WHAT THE EXERCISE ASKS: Keep every character as it is and output all of the records.

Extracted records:

= Beginning of Section =

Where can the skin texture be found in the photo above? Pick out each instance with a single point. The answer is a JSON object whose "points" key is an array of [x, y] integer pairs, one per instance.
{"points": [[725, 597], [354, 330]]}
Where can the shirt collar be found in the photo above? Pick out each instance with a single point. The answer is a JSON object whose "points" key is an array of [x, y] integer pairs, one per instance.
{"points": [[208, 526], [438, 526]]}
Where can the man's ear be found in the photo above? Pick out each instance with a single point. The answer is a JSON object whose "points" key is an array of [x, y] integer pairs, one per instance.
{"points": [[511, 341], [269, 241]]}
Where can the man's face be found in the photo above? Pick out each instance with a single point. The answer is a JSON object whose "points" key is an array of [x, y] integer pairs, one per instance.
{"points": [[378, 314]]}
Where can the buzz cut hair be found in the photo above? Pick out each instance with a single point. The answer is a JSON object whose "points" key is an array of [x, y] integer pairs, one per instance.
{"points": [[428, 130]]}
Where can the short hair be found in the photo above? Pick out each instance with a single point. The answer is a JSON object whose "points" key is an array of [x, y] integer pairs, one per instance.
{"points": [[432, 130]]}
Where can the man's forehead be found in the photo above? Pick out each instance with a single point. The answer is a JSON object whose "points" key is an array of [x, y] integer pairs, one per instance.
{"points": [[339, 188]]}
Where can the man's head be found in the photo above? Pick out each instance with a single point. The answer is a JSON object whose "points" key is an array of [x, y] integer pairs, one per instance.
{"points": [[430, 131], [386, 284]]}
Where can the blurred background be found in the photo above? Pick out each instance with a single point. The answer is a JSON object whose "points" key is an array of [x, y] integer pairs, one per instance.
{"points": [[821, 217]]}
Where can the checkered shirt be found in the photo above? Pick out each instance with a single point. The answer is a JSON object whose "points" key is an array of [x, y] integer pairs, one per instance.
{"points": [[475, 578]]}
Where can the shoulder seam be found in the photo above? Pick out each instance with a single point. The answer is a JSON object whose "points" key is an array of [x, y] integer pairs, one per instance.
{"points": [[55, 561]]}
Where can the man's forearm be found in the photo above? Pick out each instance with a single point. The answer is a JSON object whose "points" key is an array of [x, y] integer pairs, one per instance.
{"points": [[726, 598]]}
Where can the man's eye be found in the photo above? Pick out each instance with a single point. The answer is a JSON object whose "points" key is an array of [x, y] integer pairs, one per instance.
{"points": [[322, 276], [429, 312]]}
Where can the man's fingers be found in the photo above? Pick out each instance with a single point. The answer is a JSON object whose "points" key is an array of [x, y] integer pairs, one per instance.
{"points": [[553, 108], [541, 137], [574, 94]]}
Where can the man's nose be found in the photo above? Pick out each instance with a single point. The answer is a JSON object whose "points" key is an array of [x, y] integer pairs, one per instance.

= End of Section =

OUTPUT FOR THIS TASK:
Where can the skin texture be found in the photo above? Pick out each instance with a single point. The answer is a JSON object whose "points" key is an array of [x, y] integer pairs, one per instance.
{"points": [[725, 597], [354, 330]]}
Where can the shirt collar be found in the photo above? Pick out each instance with a single point. The answer is a JSON object whose "points" key is an array of [x, y] integer pairs, one per instance.
{"points": [[208, 526], [438, 526]]}
Where can the man's ear be found in the photo above? Pick out each instance with a single point. The answer is a JSON object whose "points" key is an array of [x, y] integer pairs, one per instance.
{"points": [[511, 341], [269, 241]]}
Where can the man's face be found in the photo above? Pick out each instance with a single point. The answer is a JSON object whose "points" key is an array of [x, y] integer pairs, one per instance.
{"points": [[378, 314]]}
Where can the buzz cut hair be found in the photo above? Pick out each instance with a single point. The answer is a JSON object whose "points" key is an array of [x, y] integer pairs, one per instance.
{"points": [[428, 130]]}
Where can the short hair be found in the photo above? Pick out each instance with a single point. The answer is a JSON object whose "points" key is an array of [x, y] integer pairs, one per instance.
{"points": [[432, 130]]}
Where can the man's forehead be found in the photo above? Pick out each instance with a single point. The answer is a JSON object whose "points" key is an array of [x, y] integer pairs, one per instance.
{"points": [[339, 188]]}
Where can the man's head be found in the photo above? Pick out each instance with a single point. The answer is a JSON object whose "points" key is an array of [x, y] integer pairs, one per instance.
{"points": [[430, 131], [386, 284]]}
Where can the blurred background be found in the photo above? Pick out each instance with a single point. The answer is a JSON object whose "points" key is an array of [x, y] integer pairs, one per instance.
{"points": [[821, 217]]}
Where can the checkered shirt be found in the photo above? Pick out each instance with a single point. The answer is a JSON object whose "points" key is an array of [x, y] integer pairs, one per instance.
{"points": [[475, 578]]}
Where can the shoulder seam be found in the photo above? Pick out each instance with a single point. The answer is a JSON object whose "points" key is an array of [x, y] integer pairs, one per instance.
{"points": [[55, 561]]}
Where can the man's forearm be found in the photo above? Pick out each instance with a single point. The answer is a JSON object whose "points" key is an array of [x, y] integer pairs, one per instance.
{"points": [[726, 598]]}
Where can the man's eye be found in the photo above? Pick out each instance with a single point. The answer is a JSON object whose "points" key is an array of [x, y] integer pairs, one per instance.
{"points": [[322, 276], [429, 312]]}
Where can the man's fingers be found in the photo above? Pick out each instance with a single point. The answer is a JSON object whose "points" key is an array of [x, y] integer pairs, one per instance.
{"points": [[553, 108], [541, 137], [574, 94]]}
Where can the man's nose be found in the photo above? Pick out each instance with a single point. The answer is a JSON object whose "points" key is an array of [x, y] integer pairs, one per instance.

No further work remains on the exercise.